→ **REQUESTS**
1/ Transcribe part of the overview on clips and compositions word for word. Begin at the words "clip2.cut(start=2, end=4) #" and stop after the words "to your composition.".
2/ Using the overview on clips and compositions, answer each question briefly.
(a) By default, how does a composition handle each clip?
(b) In what unit is all time given?
(c) What parameter makes a composition play clips one after the other?

→ **PASSAGE TO READ**
Overview¶
Working with Clips and Compositions¶
Use the Clip
class to create and manipulate video clips, and the
Composition
class to put clips together.
Composition()
takes a list of clips as input, and then allows you to
save an output video with save()
, or to preview with preview()
.
By default a composition will treat each clip as a separate track, playing them all at the same time.
from vidpy import Clip, Composition
clip1 = Clip('video.mp4')
clip2 = Clip('anothervideo.mp4')
# play videos on top of each other
composition = Composition([clip1, clip2])
composition.save('output.mp4')
You can tell clips when to start playing with the offset
parameter,
or with set_offset()
after instantiation. All time is in seconds.
# start playing clip one after 1.5 seconds
clip1 = Clip('video.mp4', offset=1.5)
clip2 = Clip('anothervideo.mp4')
clip2.set_offset(5) # start clip2 after 5 seconds
composition = Composition([clip1, clip2])
composition.save('output.mp4')
Trim clips with start
and end
parameters, or with the cut
method.
# only use the first second of the clip
clip1 = Clip('video.mp4', start=0, end=1)
clip2 = Clip('anothervideo.mp4')
clip2.cut(start=2, end=4) # use clip2 from 2 to 4 seconds
You can also play clips one after the other (instead of all at the same
time) by adding singletrack=True
as a parameter to your composition.
composition = Composition([clip1, clip2], singletrack=True)
composition.save('output.mp4')
Composition
also allows you to set dimensions, fps, and background
color.

→ **RECORD EXCERPTS**
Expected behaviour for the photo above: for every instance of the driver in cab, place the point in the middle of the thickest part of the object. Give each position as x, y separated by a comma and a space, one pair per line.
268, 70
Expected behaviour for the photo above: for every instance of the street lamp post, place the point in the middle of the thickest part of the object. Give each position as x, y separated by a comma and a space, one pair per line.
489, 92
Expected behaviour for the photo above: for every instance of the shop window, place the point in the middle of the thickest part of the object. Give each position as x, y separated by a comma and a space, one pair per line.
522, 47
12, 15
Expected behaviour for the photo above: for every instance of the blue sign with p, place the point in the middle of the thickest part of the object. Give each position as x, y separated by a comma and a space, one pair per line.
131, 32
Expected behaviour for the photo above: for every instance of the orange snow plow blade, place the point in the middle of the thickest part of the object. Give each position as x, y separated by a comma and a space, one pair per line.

→ **ANSWERS BELOW**
1/
clip2.cut(start=2, end=4) # use clip2 from 2 to 4 seconds
You can also play clips one after the other (instead of all at the same
time) by adding singletrack=True
as a parameter to your composition.

2/
(a) It treats each clip as a separate track and plays them all at the same time.
(b) Seconds.
(c) singletrack=True